Object outline annotations
[BEGIN]

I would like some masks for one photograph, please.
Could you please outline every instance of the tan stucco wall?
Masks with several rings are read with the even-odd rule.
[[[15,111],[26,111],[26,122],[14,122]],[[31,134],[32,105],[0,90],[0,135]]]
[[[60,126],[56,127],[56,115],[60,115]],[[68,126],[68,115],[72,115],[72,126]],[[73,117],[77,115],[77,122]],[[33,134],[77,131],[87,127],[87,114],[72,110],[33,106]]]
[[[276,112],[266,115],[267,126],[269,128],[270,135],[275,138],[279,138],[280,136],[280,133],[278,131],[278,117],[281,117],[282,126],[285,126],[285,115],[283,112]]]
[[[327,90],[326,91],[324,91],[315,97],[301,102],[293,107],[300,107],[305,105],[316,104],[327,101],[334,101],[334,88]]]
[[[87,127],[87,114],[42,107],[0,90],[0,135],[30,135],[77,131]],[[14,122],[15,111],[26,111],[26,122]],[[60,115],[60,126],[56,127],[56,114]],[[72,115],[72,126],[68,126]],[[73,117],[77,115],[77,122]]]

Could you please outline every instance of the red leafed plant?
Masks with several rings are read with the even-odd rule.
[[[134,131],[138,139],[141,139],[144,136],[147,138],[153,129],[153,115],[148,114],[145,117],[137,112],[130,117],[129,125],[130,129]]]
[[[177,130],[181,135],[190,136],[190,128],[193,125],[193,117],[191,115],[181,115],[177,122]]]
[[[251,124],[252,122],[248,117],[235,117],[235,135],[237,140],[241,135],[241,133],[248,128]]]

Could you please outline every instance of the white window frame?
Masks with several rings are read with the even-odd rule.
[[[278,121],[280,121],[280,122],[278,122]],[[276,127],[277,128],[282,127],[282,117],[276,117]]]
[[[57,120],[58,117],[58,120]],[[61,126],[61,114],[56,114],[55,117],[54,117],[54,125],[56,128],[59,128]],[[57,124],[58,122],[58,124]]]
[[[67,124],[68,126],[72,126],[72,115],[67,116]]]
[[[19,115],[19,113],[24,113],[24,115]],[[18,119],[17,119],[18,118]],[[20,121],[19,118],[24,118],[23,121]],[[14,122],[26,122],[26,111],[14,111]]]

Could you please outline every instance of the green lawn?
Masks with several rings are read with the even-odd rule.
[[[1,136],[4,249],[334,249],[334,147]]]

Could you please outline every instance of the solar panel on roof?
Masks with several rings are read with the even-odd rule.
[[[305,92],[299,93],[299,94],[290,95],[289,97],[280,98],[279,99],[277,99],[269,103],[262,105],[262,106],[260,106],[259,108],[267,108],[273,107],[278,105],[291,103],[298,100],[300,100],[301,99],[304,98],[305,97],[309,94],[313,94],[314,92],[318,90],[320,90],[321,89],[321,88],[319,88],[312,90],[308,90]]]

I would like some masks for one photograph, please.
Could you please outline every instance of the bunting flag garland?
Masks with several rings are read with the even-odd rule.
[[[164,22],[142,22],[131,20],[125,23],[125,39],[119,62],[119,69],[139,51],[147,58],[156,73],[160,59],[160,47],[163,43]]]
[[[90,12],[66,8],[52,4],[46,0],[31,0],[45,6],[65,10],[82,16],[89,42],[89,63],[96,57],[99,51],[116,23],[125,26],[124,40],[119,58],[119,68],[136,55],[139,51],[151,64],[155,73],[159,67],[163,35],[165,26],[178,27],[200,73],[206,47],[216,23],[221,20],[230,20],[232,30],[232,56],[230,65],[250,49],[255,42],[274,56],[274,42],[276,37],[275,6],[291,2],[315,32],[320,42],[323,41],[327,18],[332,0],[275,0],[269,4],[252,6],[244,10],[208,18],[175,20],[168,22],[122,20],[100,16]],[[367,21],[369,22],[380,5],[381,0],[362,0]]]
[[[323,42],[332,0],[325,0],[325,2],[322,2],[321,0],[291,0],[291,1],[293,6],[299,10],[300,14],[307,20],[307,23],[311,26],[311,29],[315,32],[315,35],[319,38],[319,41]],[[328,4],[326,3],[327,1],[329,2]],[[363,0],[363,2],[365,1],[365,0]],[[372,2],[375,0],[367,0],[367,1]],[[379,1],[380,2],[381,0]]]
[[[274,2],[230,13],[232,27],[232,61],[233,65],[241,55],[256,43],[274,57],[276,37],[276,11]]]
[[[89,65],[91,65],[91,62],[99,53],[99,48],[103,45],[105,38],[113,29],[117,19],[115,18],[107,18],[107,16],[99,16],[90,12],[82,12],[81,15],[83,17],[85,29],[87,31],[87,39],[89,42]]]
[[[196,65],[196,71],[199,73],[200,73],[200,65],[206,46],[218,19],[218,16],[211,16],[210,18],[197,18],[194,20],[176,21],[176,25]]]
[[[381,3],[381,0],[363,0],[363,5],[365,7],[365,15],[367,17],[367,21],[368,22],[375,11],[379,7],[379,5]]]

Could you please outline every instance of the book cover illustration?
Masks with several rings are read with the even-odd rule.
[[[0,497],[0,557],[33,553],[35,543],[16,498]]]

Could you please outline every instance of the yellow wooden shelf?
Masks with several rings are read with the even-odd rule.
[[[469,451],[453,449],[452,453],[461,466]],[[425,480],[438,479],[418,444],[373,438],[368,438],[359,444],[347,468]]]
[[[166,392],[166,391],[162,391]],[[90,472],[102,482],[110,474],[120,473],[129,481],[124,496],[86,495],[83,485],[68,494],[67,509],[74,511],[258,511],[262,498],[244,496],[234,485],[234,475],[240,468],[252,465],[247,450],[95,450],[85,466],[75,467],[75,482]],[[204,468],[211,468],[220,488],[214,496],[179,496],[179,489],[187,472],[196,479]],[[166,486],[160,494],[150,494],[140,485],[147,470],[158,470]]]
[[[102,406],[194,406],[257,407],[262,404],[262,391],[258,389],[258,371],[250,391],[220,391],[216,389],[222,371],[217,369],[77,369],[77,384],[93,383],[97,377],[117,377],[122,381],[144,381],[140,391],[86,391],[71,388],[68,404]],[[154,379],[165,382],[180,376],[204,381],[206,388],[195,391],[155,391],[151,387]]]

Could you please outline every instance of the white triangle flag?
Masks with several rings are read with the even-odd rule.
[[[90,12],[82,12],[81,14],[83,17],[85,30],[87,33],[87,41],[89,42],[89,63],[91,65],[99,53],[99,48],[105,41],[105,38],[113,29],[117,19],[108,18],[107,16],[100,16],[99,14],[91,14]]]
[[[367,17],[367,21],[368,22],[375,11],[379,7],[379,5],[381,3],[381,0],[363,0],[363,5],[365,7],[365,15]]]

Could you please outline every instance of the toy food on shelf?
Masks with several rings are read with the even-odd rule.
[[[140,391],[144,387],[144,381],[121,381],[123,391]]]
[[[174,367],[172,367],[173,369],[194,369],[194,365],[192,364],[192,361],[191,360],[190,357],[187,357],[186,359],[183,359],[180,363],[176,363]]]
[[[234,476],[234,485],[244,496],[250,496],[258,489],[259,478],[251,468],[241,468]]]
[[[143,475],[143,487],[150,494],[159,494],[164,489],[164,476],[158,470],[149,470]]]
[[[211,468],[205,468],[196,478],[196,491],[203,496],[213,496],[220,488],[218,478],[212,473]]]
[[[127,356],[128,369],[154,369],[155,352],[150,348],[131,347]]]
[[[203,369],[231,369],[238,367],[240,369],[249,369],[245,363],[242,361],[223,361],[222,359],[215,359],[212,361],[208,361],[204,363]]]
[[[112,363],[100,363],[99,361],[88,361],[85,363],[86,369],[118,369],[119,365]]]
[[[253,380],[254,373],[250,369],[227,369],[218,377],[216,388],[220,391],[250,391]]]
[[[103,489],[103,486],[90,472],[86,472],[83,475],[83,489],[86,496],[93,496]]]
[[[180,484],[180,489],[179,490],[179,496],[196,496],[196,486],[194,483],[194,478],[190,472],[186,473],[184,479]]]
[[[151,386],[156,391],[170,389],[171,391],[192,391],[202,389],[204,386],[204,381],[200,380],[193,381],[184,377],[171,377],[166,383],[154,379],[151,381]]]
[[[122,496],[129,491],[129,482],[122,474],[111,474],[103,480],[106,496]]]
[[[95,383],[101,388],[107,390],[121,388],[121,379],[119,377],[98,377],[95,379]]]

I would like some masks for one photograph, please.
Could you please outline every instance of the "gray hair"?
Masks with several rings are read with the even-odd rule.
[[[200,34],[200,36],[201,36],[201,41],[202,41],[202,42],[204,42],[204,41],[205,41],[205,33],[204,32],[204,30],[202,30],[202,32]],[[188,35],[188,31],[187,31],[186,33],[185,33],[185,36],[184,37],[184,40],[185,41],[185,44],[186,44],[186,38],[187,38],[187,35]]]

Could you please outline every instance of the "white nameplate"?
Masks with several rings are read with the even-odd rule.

[END]

**Exercise description**
Copy out each line in the records that contains the string "flag". Letter case must match.

**Result**
Could you please outline every instance of the bunting flag garland?
Could you please outline every instance of the white triangle flag?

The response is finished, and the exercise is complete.